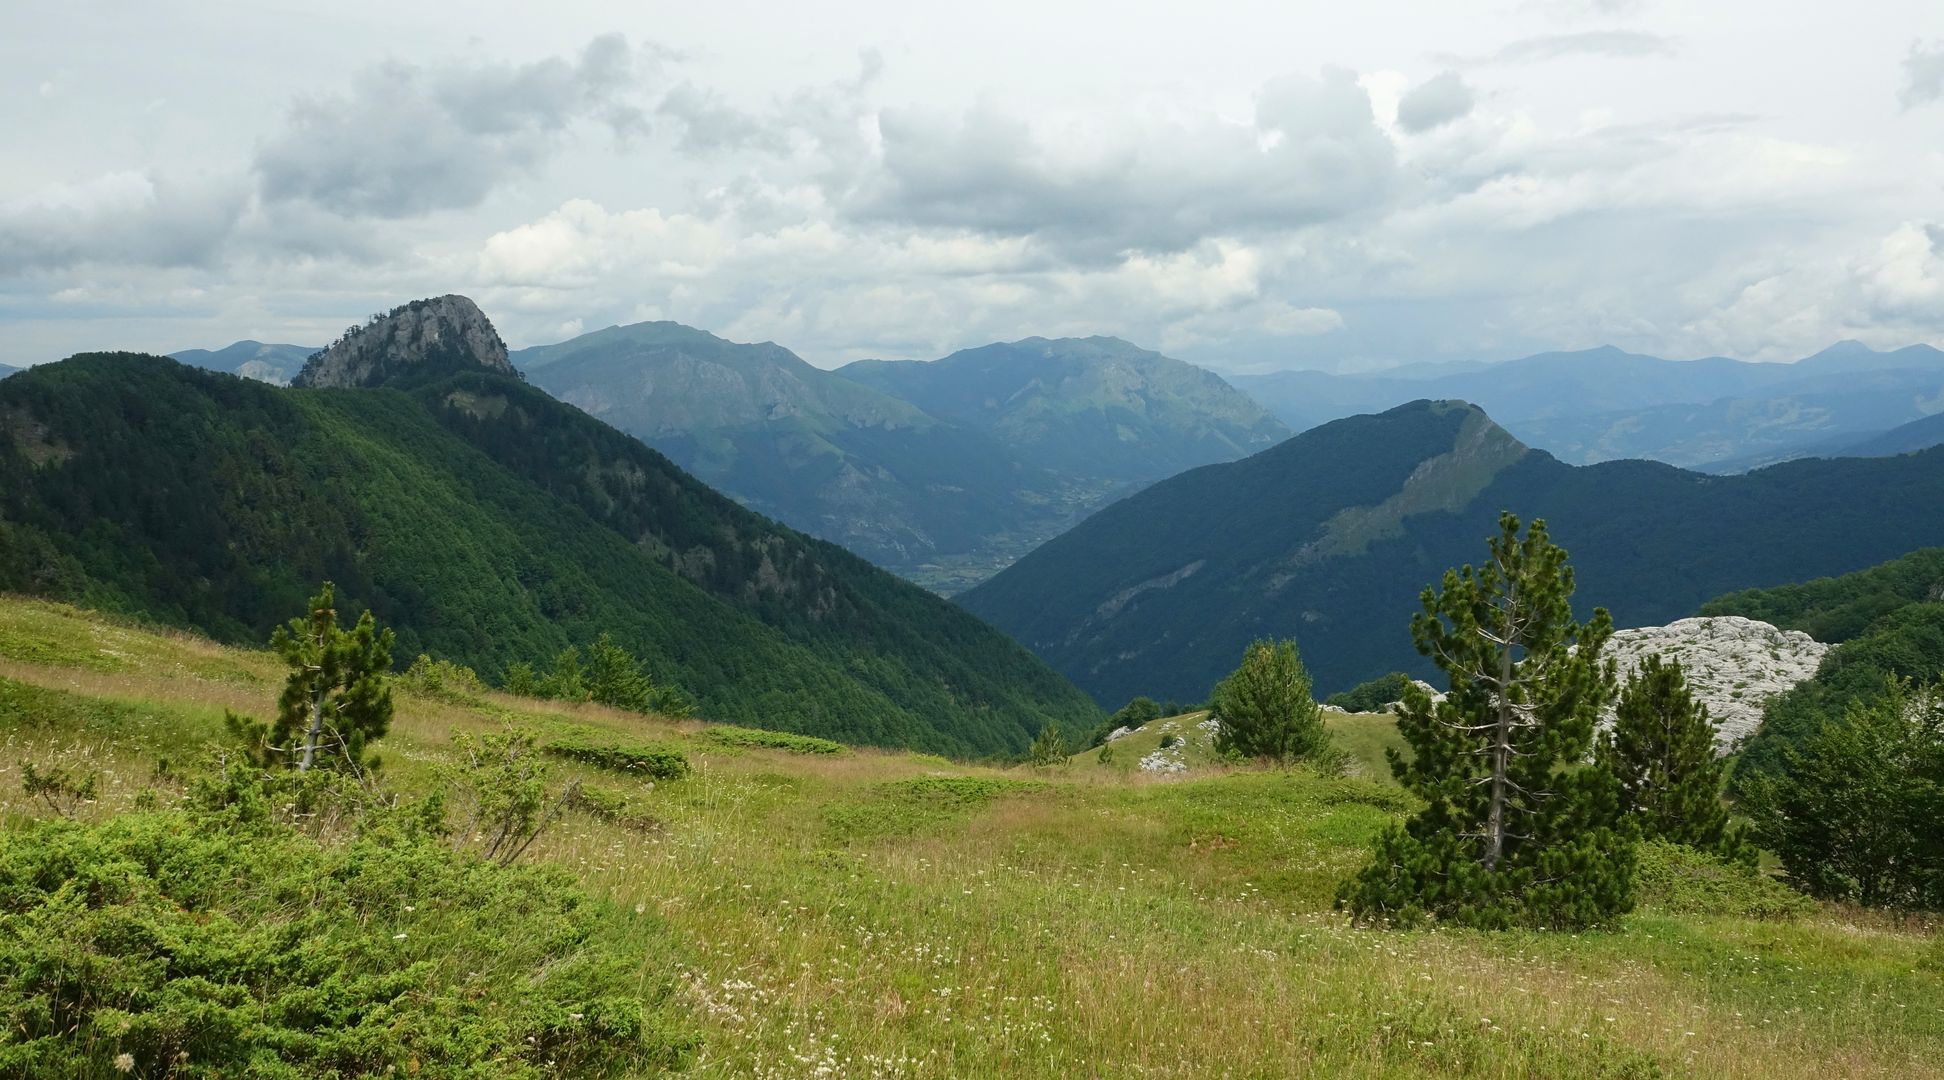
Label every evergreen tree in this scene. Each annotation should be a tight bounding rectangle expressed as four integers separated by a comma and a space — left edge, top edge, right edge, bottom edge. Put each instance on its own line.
1741, 677, 1944, 910
1599, 654, 1736, 855
585, 632, 654, 713
1029, 719, 1071, 767
1209, 639, 1325, 765
248, 583, 395, 773
1339, 513, 1632, 929
537, 645, 588, 702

→ Your objective
Return the records word for word, leaving every picture out of the copy.

→ Response area
Label every evergreen tree in this scene. Each annotation should be a tight bounding rectangle expressed as four integers separated by a comma and a space — left edge, top edge, right edge, bottom edge. Put each instance on its own line.
1741, 677, 1944, 910
1599, 654, 1736, 855
585, 632, 654, 713
1029, 719, 1071, 767
1209, 639, 1325, 765
248, 583, 395, 773
1339, 513, 1632, 929
537, 645, 588, 702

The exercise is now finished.